◆ **MATERIAL FOR THIS EXERCISE**:

'''

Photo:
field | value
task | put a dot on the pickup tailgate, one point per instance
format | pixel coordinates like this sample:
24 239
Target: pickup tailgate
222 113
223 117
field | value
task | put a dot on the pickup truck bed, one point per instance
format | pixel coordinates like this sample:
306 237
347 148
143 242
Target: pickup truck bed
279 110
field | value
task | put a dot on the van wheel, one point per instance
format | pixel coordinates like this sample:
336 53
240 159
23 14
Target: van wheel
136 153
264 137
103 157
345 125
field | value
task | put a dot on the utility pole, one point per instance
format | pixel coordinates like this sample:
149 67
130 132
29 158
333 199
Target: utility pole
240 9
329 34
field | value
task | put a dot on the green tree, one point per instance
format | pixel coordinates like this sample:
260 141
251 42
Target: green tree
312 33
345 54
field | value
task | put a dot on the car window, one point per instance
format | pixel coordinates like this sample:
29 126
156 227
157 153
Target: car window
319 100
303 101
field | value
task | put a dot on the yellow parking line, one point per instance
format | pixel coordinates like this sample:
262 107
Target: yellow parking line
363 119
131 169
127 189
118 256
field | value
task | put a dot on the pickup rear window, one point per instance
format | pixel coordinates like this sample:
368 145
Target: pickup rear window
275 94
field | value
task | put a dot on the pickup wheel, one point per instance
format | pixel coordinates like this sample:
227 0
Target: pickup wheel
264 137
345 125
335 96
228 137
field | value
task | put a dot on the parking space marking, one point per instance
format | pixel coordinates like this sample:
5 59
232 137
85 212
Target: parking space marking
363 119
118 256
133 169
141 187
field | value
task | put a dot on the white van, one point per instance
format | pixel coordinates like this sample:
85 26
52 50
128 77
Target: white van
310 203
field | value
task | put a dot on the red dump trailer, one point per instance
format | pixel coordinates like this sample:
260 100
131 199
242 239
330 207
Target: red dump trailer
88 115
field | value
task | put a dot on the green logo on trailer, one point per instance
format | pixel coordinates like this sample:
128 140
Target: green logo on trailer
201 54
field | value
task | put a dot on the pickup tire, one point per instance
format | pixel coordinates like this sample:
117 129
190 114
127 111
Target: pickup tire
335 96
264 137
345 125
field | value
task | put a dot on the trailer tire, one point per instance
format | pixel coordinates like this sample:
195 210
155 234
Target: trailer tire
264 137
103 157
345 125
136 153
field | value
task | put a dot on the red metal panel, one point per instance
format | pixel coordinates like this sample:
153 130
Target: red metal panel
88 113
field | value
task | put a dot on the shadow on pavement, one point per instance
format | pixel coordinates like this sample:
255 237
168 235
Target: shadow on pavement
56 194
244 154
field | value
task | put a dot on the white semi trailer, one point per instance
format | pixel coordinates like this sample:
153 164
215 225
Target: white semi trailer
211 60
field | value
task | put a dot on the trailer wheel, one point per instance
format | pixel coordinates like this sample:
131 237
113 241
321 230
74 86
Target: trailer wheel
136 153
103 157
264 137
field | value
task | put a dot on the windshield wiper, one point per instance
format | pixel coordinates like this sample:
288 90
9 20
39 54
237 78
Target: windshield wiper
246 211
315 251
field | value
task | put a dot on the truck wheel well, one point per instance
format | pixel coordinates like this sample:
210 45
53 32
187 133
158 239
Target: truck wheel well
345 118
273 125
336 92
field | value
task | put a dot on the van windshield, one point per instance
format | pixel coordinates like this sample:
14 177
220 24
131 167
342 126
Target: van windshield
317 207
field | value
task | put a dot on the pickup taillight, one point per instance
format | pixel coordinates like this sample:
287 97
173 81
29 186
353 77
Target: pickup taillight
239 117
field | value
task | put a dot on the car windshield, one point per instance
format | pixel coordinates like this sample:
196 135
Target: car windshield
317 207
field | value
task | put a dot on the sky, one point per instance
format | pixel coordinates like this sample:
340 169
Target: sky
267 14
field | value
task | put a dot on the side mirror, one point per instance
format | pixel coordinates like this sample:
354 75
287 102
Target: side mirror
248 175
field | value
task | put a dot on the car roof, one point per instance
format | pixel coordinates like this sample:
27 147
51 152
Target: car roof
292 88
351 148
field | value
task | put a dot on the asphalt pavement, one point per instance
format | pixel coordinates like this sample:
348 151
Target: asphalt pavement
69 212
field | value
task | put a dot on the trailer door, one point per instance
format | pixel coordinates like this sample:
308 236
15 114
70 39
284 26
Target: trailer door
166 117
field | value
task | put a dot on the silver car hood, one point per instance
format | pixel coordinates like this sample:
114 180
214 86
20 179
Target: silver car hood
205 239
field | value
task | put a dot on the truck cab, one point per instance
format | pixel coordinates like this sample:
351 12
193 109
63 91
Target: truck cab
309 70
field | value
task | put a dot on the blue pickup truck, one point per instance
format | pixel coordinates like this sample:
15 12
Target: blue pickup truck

'''

◆ **GIVEN EXERCISE**: Copy out the full listing exactly.

◆ **EXERCISE ANSWER**:
Photo:
field | value
task | put a dot on the pickup tailgate, one point per instance
format | pixel coordinates like this sample:
24 239
Target: pickup tailgate
222 113
223 117
field | value
task | put a dot on the pickup truck bed, one point per instance
format | pixel coordinates like this sample:
306 237
347 148
143 242
Target: pickup truck bed
279 110
field | value
task | put a dot on the van wheel, one point per instance
format | pixel coordinates like this sample:
336 53
240 159
23 14
Target: van wheel
136 153
264 137
103 157
345 125
field | value
task | put a dot on the utility pole, one point per instance
format | pixel coordinates like this sample:
149 67
130 132
29 158
333 199
Target: utility pole
240 9
329 34
field | value
task | put a dot on the green tree, one point per instance
format | pixel coordinates like this sample:
260 141
251 42
Target: green tree
312 33
345 54
field | value
task | put a dot on the car window, one point per instance
format | pixel coordinates like this sample:
29 126
156 227
157 153
Target: car window
319 100
303 101
field | value
task | put a dot on the yellow parking line, one point per instance
format | pixel coordinates like this sample:
262 107
Target: yellow parking line
363 119
131 169
127 189
118 256
field | value
task | put a dot on the pickup rear window, one point per instance
format | pixel coordinates like this sample:
368 145
Target: pickup rear window
275 94
field | value
task | put a dot on the pickup wheel, one point per instance
format | pixel coordinates like this sample:
227 0
Target: pickup wheel
264 137
345 125
335 96
228 137
field | value
task | put a dot on the parking space marking, one point per instance
format | pixel coordinates like this sample:
5 59
232 137
85 212
Target: parking space marking
363 119
118 256
133 169
141 187
field | value
task | put a dot on the white van, one point per instance
format | pixel coordinates like this sample:
85 26
52 50
128 77
Target: white van
310 203
field | value
task | put a dot on the red dump trailer, one point per instance
format | pixel coordinates like this sample:
260 100
131 199
242 239
330 207
Target: red dump trailer
88 115
field | value
task | put a dot on the green logo on trailer, one point per instance
format | pixel coordinates like this sample:
128 140
Target: green logo on trailer
201 54
field | value
task | put a dot on the pickup tire, one point per instance
format | pixel coordinates like this sample:
117 129
190 114
127 111
Target: pickup tire
335 96
264 137
345 125
field | value
task | put a dot on the trailer tire, one point per instance
format | pixel coordinates like this sample:
195 210
155 234
Target: trailer tire
264 137
103 157
345 125
136 153
field | value
task | put a dot on the red metal panel, one point per instance
format | pixel coordinates like this sample:
153 130
Target: red metal panel
88 113
field | value
task | put a dot on the shadow on pavement, one point per instance
format | pixel coordinates like this sample:
255 237
168 235
Target: shadow on pavement
56 194
244 154
field | value
task | put a dot on the white semi trailer, one point per instance
format | pixel coordinates like this sample:
153 164
215 225
Target: white semi trailer
211 60
field | value
task | put a dot on the trailer wheel, one point per instance
format | pixel coordinates like this sample:
131 237
113 241
321 230
74 86
Target: trailer wheel
136 153
103 157
264 137
field | value
task | put a dot on the windshield wiper, one point per instance
format | pixel coordinates like this sample:
288 90
9 20
39 54
237 78
Target: windshield wiper
246 211
315 251
field | value
task | put a dot on the truck wheel well, one point per instance
format | pixel coordinates like this sample:
210 45
53 32
187 133
158 239
Target: truck wheel well
345 118
273 125
336 92
field | value
task | put a dot on the van windshield, one point per instance
format | pixel coordinates like this sample:
14 177
220 24
131 167
342 126
Target: van windshield
317 207
field | value
task | put a dot on the pickup taillight, one point per instance
format | pixel coordinates like this sample:
287 97
173 81
29 186
353 77
Target: pickup taillight
239 117
field | value
task | put a dot on the car windshield, one point per instance
format | pixel coordinates like this sample:
196 135
Target: car windshield
317 207
field | value
task | put a dot on the sky, one point per instance
format | pixel coordinates like this sample:
340 169
Target: sky
267 14
field | value
task | put a dot on the side mirror, one point per instance
format | pixel coordinates like this sample:
354 75
287 102
Target: side mirror
248 175
field | value
task | put a dot on the car roof, one point per instance
format | pixel coordinates like this sample:
27 147
51 152
Target: car roof
292 88
351 148
field | value
task | put a dot on the asphalt pavement, one point per instance
format | pixel coordinates like this sample:
348 151
Target: asphalt pavement
69 212
field | value
task | put a dot on the trailer door, one point per instance
format | pixel coordinates like this sample:
308 236
15 114
70 39
284 26
Target: trailer door
166 117
field | value
task | put a dot on the silver car hood, one point per instance
format | pixel coordinates like this sample:
114 180
214 86
20 179
Target: silver car hood
205 239
field | value
task | put a dot on the truck cab, one point per instance
format | pixel coordinates like this sample:
351 12
193 109
63 91
Target: truck cab
309 70
field | value
task | put a dot on the blue pickup truck, one point per instance
format | pixel coordinates like this sample:
15 12
Target: blue pickup truck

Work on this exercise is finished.